• **Your instructions**
Starting at the line that holds "Point to the black" and stopping at the line that holds "Point to the red mop", restate the records below word for word, with both of those lines included.

Natural-language object grounding data:
============================================================

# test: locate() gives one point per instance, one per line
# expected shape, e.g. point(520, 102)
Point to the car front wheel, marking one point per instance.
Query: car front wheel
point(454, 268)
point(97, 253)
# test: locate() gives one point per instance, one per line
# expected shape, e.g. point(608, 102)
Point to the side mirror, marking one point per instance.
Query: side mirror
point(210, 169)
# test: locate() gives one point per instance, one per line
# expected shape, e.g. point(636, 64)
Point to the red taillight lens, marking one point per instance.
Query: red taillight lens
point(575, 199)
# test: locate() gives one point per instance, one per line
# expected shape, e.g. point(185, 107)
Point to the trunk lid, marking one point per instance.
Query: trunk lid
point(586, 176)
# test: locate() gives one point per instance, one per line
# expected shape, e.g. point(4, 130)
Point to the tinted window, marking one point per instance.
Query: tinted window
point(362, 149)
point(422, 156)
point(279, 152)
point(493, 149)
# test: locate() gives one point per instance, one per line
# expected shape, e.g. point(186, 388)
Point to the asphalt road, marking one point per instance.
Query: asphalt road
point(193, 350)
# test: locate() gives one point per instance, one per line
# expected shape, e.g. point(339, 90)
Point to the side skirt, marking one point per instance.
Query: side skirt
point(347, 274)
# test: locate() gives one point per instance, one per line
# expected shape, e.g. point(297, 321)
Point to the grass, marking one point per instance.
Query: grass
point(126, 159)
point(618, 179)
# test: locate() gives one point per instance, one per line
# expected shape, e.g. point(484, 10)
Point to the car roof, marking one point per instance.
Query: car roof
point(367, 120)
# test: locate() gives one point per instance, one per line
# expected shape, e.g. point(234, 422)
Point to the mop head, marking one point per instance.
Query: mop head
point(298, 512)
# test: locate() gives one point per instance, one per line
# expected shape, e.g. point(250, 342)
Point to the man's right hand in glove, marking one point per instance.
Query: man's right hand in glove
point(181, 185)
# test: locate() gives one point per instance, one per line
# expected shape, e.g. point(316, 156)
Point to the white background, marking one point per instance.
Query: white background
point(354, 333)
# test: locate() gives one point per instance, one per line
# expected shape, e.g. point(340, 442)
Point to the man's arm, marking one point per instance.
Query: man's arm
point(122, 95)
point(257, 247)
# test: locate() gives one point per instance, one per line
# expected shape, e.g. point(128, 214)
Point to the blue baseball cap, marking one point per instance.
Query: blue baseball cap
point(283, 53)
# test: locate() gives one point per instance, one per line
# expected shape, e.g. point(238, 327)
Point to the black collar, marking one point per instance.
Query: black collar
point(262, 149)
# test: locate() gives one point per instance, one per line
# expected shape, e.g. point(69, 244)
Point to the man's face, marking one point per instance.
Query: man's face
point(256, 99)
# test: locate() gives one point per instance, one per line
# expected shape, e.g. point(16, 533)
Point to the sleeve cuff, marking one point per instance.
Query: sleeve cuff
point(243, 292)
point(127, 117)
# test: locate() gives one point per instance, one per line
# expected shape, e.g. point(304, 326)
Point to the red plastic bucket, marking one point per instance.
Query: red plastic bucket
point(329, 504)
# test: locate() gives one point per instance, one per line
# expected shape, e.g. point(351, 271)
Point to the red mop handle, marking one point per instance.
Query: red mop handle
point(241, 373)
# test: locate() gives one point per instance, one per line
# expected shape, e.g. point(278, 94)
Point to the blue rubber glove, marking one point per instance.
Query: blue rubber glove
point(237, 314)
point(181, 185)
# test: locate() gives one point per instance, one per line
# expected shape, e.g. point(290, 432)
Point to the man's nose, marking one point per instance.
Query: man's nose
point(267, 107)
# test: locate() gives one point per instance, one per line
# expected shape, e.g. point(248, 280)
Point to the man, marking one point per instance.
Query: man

============================================================

• **Exercise result**
Point to the black collar, marking one point per instance.
Query: black collar
point(262, 149)
# test: locate() gives one point per instance, one per line
# expected shape, e.g. point(69, 244)
Point to the man's face, marking one point per instance.
Query: man's face
point(256, 99)
# test: locate() gives one point per instance, one per line
# expected shape, e.g. point(16, 533)
Point to the sleeve cuff, marking one point per instance.
Query: sleeve cuff
point(243, 292)
point(127, 117)
# test: locate() gives one point per instance, one per line
# expected shape, e.g. point(304, 326)
Point to the red plastic bucket, marking one point per instance.
Query: red plastic bucket
point(329, 504)
# test: locate() gives one point per instance, one per line
# expected shape, e.g. point(351, 271)
Point to the red mop handle, marking one point per instance.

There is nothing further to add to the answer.